Exercise materials:
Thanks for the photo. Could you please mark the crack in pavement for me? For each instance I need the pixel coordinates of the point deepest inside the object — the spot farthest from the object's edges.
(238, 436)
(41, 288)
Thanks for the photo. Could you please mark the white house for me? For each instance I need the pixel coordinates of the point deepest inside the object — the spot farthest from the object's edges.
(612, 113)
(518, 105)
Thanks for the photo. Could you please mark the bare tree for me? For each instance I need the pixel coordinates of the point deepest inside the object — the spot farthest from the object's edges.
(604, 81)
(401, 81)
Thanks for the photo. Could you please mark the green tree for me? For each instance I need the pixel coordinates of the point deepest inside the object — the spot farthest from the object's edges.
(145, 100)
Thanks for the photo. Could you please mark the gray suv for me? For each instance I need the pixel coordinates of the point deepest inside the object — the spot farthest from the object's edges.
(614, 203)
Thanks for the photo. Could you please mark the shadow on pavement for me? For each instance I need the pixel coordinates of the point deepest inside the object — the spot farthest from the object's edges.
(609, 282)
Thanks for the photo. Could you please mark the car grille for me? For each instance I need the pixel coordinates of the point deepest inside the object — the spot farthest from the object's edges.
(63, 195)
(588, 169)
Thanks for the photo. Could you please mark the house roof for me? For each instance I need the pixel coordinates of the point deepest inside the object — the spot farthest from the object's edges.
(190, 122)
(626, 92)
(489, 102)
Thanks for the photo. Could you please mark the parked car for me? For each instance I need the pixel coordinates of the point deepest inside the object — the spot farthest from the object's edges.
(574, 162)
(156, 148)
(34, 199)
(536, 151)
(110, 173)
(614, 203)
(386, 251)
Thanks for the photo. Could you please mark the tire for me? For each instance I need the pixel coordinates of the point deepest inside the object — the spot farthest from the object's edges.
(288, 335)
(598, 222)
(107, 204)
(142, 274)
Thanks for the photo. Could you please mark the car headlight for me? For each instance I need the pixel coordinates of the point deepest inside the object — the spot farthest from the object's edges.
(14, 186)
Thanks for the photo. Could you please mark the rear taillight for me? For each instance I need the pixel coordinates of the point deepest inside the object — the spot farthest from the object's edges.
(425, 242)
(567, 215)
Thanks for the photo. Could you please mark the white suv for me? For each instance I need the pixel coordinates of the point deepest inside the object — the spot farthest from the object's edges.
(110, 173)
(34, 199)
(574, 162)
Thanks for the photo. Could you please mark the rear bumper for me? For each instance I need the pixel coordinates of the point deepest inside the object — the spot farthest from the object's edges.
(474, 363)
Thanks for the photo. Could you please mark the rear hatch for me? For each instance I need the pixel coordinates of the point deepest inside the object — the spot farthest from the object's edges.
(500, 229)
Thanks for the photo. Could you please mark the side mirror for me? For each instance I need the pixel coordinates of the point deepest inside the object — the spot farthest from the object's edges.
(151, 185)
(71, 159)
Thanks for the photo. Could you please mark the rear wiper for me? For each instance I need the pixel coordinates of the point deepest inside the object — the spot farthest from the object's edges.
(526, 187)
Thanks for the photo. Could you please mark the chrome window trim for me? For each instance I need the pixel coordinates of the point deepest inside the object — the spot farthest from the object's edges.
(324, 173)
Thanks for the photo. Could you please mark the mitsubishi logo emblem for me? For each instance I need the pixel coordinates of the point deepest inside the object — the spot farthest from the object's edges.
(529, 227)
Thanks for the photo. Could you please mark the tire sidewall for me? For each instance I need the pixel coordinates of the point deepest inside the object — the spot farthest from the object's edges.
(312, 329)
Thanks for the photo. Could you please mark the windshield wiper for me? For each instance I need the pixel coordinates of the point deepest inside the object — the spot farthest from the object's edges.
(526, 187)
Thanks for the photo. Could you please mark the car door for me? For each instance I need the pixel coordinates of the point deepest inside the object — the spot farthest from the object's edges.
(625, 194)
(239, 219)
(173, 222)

Given problem:
Copy word for word the part of the data above that opens with the line containing "Thanks for the photo. Could you please mark the windshield" and runs through the end of the data.

Right answer:
Thanks for the photo. Could you please mark the windshield wiper for me? For each instance I need the pixel coordinates of the point deepest inside the object — the spot farthest from the object's edges.
(526, 187)
Thanks for the photo. Could you please mark the car door for me? For each instance I need the pixel coordinates of the point deepest inside the object — the spot farthest from the object's edges.
(625, 194)
(239, 219)
(173, 222)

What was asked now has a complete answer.